--- CONSIGNE A ---
Recopiez mot pour mot et en entier l'extrait sur les études consacrées à cette époque.

--- EXTRAIT DU TEXTE ---
┄┄┄┄┄┄┄┄┄┄

2Depuis deux siècles, cette époque a suscité plusieurs types d'études. Il y a des recherches de généalogie, pour la gloire de la noblesse française qui descend ou veut descendre des Croisés ; de là, de beaux livres armoriaux, dont la contribution érudite à l'histoire est loin d'être insignifiante, et dont en retour les amateurs auront du plaisir à consulter cette Société aristocratique de Bruno Lemesle. Il y a une « génération 1900 » de monographies des comtés, avec leurs institutions « féodales » ou postcarolingiennes, dont Robert Latouche (1910) est un parfait représentant, quoique les malheurs de la famille d'Herbert Eveille-Chien l'arrêtent avant la fin du xie siècle ; on y trouvera ici bien des compléments et quelques retouches. Il y a enfin, plus récente, la série des études économiques et sociales conçues et réalisées à l'époque des « trente glorieuses » (1945-1975), dont le grand progrès du xiie siècle est comme une préfigure. Le très beau livre d'André Chédeville sur Chartres et ses campagnes (1973) en est une des versions les plus réussies. Elles trouvent dans les cartulaires monastiques la matière adéquate d'une histoire assez complète et fidèle de l'agriculture, des échanges, des groupes sociaux. C'est ainsi une histoire assez générale, et pleine de développements utiles et profonds qu'il faut entendre sous des titres comme « étude d'une société », dans Le Bas-Maine de Daniel Pichot (1995). Sans rompre absolument avec ces perspectives, le présent livre me semble inaugurer pourtant, dans le Haut-Maine, une nouvelle génération d'études, plus ciblées ; il vise à une plus grande précision de l'analyse sociale et s'oblige donc à davantage de réserves sur les sources.

┄┄┄┄┄┄┄┄┄┄

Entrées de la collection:
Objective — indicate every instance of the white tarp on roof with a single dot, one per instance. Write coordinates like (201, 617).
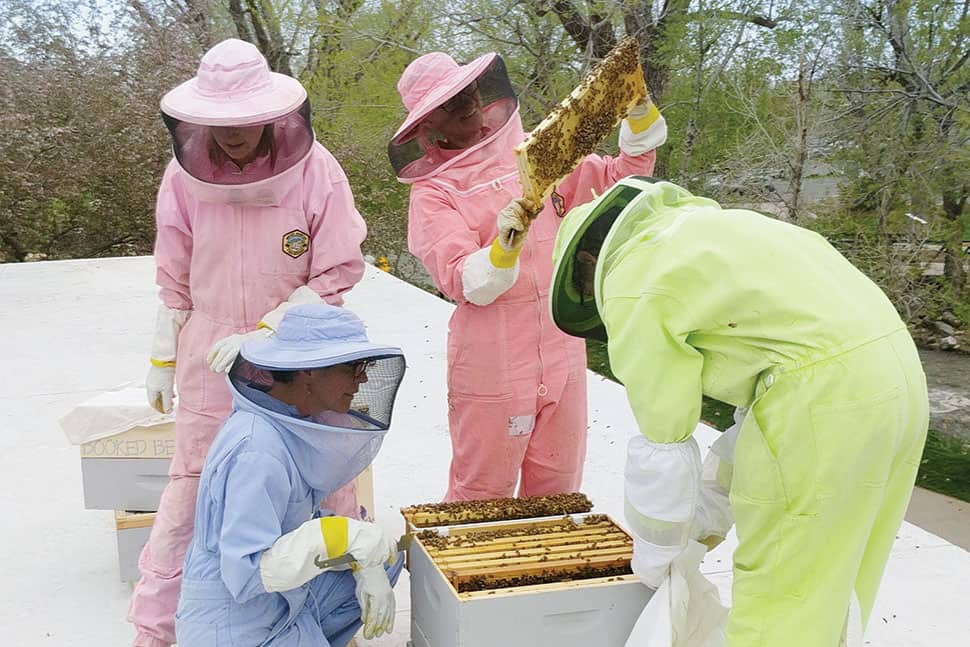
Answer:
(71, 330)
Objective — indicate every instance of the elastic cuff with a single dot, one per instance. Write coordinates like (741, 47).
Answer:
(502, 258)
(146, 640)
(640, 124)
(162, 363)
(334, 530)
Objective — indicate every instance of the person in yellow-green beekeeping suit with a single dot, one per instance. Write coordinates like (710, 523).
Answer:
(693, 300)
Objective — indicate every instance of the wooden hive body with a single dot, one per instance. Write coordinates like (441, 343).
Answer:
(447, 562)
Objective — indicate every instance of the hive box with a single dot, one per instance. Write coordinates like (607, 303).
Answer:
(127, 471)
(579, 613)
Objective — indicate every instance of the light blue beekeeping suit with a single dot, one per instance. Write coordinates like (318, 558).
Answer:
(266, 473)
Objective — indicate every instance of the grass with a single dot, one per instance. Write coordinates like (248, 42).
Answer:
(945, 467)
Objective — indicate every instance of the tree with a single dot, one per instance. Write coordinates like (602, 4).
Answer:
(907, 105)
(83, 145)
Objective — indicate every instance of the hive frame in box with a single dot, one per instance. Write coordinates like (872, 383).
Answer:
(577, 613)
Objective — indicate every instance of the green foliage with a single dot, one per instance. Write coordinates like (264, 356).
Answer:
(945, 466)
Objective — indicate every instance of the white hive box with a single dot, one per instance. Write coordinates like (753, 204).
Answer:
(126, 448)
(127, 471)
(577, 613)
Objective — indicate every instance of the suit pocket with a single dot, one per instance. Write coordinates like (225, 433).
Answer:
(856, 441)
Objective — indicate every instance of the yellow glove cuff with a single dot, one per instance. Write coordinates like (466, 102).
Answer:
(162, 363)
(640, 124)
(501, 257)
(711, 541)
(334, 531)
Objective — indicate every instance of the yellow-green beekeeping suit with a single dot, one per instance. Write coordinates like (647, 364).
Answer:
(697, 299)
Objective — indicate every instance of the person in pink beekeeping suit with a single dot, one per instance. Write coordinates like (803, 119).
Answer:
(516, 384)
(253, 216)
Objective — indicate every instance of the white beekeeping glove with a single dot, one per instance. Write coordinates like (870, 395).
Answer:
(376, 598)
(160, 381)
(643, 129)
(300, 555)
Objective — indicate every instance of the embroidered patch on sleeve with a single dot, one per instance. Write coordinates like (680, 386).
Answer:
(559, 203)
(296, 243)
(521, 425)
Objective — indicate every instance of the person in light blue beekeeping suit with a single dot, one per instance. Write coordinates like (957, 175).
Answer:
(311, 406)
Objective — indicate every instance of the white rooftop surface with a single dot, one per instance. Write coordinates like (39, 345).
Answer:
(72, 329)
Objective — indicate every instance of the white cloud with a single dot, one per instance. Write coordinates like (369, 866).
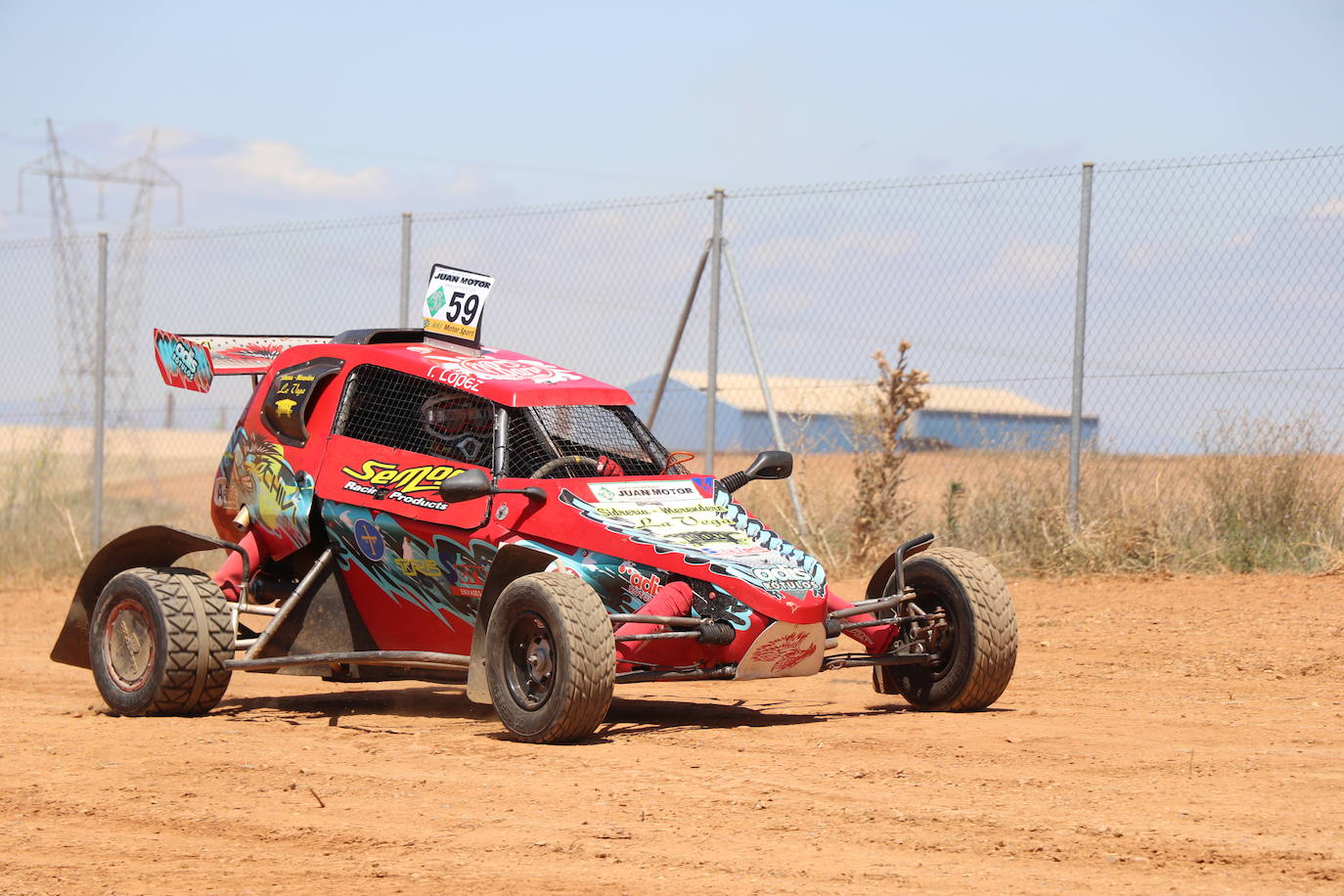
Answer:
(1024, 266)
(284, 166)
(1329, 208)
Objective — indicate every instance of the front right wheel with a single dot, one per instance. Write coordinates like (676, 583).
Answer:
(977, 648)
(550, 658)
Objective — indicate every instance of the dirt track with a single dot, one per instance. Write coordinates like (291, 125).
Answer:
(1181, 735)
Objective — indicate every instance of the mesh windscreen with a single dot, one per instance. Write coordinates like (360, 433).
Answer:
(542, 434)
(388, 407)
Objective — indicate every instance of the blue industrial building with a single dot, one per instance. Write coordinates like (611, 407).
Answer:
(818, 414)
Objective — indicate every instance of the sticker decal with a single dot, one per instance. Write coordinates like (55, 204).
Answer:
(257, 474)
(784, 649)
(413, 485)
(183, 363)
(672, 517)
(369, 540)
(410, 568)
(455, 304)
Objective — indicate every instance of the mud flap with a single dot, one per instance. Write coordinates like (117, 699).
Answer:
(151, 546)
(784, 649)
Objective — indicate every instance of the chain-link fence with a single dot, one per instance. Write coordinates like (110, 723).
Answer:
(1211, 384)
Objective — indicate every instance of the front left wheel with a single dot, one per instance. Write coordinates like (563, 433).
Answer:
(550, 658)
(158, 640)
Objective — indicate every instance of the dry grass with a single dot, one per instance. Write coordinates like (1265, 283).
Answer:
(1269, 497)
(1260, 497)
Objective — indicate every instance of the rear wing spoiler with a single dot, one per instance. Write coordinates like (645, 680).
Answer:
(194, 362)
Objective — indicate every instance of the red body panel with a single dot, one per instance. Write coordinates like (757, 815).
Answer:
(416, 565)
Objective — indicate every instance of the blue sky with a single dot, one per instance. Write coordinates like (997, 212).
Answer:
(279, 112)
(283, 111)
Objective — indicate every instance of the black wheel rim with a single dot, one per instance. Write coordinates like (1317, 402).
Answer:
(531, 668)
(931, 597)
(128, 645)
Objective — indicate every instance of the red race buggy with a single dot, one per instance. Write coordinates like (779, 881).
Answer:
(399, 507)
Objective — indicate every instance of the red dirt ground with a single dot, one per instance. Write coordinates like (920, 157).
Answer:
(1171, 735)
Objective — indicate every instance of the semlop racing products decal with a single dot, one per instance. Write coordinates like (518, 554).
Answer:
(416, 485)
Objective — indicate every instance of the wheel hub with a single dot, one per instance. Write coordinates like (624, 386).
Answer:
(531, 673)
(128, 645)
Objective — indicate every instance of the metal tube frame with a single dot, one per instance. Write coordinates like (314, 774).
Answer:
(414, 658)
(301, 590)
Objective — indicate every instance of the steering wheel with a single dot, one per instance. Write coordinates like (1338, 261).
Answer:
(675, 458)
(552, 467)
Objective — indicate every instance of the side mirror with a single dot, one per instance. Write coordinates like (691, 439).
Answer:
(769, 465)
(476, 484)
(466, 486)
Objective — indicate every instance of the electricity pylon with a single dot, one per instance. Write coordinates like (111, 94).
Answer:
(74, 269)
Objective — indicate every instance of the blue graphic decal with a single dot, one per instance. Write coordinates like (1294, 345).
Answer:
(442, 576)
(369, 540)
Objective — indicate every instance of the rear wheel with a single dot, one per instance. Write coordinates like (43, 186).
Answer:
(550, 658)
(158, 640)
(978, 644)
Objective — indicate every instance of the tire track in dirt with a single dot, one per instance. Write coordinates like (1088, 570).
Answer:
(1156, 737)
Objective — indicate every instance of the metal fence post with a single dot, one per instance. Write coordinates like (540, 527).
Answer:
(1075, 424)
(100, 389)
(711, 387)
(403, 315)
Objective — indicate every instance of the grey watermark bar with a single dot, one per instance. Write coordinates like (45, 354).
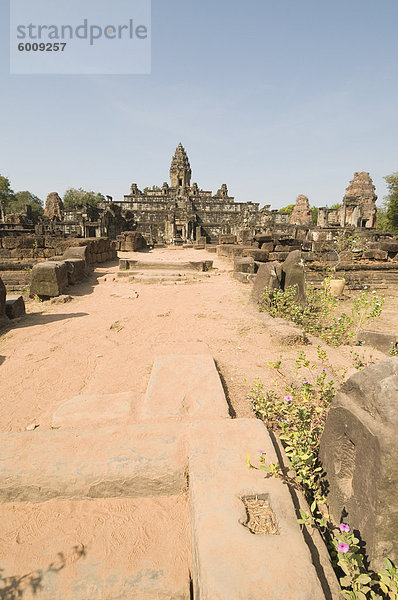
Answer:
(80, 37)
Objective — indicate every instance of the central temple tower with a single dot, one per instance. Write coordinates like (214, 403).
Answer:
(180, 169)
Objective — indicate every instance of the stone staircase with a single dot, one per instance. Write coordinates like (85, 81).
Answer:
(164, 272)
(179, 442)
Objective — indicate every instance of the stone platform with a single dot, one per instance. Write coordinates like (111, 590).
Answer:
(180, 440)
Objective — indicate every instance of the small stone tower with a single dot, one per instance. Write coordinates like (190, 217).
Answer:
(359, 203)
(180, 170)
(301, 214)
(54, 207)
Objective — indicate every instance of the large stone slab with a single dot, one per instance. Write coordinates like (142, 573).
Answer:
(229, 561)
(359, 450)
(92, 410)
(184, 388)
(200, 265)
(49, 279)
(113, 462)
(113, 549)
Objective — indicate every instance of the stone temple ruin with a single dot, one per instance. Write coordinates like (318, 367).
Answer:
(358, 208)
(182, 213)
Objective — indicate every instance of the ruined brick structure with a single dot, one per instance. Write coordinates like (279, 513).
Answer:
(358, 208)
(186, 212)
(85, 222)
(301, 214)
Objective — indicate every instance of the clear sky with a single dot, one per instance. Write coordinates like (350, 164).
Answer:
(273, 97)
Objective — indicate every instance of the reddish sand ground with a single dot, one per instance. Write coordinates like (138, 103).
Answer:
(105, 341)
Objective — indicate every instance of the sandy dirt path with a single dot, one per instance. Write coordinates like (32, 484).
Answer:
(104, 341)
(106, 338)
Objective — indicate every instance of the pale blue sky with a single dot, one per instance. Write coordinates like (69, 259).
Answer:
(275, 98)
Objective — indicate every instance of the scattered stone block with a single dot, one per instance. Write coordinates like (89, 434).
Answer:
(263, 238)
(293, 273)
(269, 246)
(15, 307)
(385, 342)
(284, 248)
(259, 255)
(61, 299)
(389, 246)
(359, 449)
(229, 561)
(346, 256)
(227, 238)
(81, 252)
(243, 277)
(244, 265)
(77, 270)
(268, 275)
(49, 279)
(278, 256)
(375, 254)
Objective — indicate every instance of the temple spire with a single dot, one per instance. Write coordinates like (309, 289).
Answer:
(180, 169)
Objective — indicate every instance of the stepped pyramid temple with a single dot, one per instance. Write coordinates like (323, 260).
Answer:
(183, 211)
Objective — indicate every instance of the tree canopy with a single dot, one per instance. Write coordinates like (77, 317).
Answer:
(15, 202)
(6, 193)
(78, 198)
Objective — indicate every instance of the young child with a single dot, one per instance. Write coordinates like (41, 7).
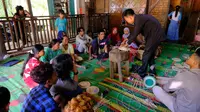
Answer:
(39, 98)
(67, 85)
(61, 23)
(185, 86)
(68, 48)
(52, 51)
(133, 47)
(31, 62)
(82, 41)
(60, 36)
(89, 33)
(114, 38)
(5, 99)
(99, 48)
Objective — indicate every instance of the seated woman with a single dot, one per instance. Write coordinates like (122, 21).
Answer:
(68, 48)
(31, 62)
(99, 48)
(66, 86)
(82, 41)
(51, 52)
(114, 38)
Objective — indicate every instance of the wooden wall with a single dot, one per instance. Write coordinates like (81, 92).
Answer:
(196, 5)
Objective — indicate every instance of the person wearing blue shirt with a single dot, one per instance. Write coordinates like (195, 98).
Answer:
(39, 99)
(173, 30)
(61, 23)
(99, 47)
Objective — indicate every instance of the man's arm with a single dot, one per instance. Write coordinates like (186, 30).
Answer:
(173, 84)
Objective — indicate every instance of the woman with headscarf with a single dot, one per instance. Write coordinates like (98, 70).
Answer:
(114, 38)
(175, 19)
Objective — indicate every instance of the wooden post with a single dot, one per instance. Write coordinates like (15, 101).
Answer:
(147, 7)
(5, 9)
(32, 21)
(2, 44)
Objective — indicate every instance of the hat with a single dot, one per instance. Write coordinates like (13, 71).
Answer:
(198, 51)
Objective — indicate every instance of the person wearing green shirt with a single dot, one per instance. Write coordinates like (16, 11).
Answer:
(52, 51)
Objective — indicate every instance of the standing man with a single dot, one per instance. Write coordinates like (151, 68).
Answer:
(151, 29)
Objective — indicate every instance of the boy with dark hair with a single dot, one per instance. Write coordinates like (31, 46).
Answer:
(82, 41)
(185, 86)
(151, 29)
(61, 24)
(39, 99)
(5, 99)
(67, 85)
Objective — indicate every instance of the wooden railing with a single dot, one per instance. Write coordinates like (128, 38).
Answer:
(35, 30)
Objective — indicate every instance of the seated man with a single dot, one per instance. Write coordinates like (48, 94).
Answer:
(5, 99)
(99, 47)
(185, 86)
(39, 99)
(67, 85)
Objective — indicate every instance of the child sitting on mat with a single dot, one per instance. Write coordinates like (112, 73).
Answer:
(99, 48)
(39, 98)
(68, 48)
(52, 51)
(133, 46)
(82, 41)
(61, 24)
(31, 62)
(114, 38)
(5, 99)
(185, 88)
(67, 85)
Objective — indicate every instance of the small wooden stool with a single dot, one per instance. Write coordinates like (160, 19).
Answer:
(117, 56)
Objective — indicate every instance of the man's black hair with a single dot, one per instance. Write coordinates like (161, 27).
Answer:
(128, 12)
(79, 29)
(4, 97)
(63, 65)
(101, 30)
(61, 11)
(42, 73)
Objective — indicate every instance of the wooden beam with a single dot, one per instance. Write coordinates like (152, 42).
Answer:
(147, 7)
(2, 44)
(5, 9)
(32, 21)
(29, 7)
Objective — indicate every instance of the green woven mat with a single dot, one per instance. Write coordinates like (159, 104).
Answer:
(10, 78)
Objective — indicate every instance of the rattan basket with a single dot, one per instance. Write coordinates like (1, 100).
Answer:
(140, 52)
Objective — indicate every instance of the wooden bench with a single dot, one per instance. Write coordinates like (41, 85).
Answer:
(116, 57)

┄┄┄┄┄┄┄┄┄┄

--- CONSIGNE B ---
Transformez en tableau Markdown les lignes de la liste, à partir de celle qui contient « Objective — indicate every instance of the green woven » et jusqu'à la fin de la liste, en laissant de côté les lignes vides. Utilisez deux colonnes, « Numéro » pour le rang de la ligne et « Ligne » pour son texte.

--- RÉPONSE A ---
2Depuis deux siècles, cette époque a suscité plusieurs types d'études. Il y a des recherches de généalogie, pour la gloire de la noblesse française qui descend ou veut descendre des Croisés ; de là, de beaux livres armoriaux, dont la contribution érudite à l'histoire est loin d'être insignifiante, et dont en retour les amateurs auront du plaisir à consulter cette Société aristocratique de Bruno Lemesle. Il y a une « génération 1900 » de monographies des comtés, avec leurs institutions « féodales » ou postcarolingiennes, dont Robert Latouche (1910) est un parfait représentant, quoique les malheurs de la famille d'Herbert Eveille-Chien l'arrêtent avant la fin du xie siècle ; on y trouvera ici bien des compléments et quelques retouches. Il y a enfin, plus récente, la série des études économiques et sociales conçues et réalisées à l'époque des « trente glorieuses » (1945-1975), dont le grand progrès du xiie siècle est comme une préfigure. Le très beau livre d'André Chédeville sur Chartres et ses campagnes (1973) en est une des versions les plus réussies. Elles trouvent dans les cartulaires monastiques la matière adéquate d'une histoire assez complète et fidèle de l'agriculture, des échanges, des groupes sociaux. C'est ainsi une histoire assez générale, et pleine de développements utiles et profonds qu'il faut entendre sous des titres comme « étude d'une société », dans Le Bas-Maine de Daniel Pichot (1995). Sans rompre absolument avec ces perspectives, le présent livre me semble inaugurer pourtant, dans le Haut-Maine, une nouvelle génération d'études, plus ciblées ; il vise à une plus grande précision de l'analyse sociale et s'oblige donc à davantage de réserves sur les sources.

--- RÉPONSE B ---
| Numéro | Ligne |
|---|---|
| 1 | Objective — indicate every instance of the green woven mat with a single dot, one per instance. Write coordinates like (159, 104). |
| 2 | Answer: |
| 3 | (10, 78) |
| 4 | Objective — indicate every instance of the rattan basket with a single dot, one per instance. Write coordinates like (1, 100). |
| 5 | Answer: |
| 6 | (140, 52) |
| 7 | Objective — indicate every instance of the wooden bench with a single dot, one per instance. Write coordinates like (41, 85). |
| 8 | Answer: |
| 9 | (116, 57) |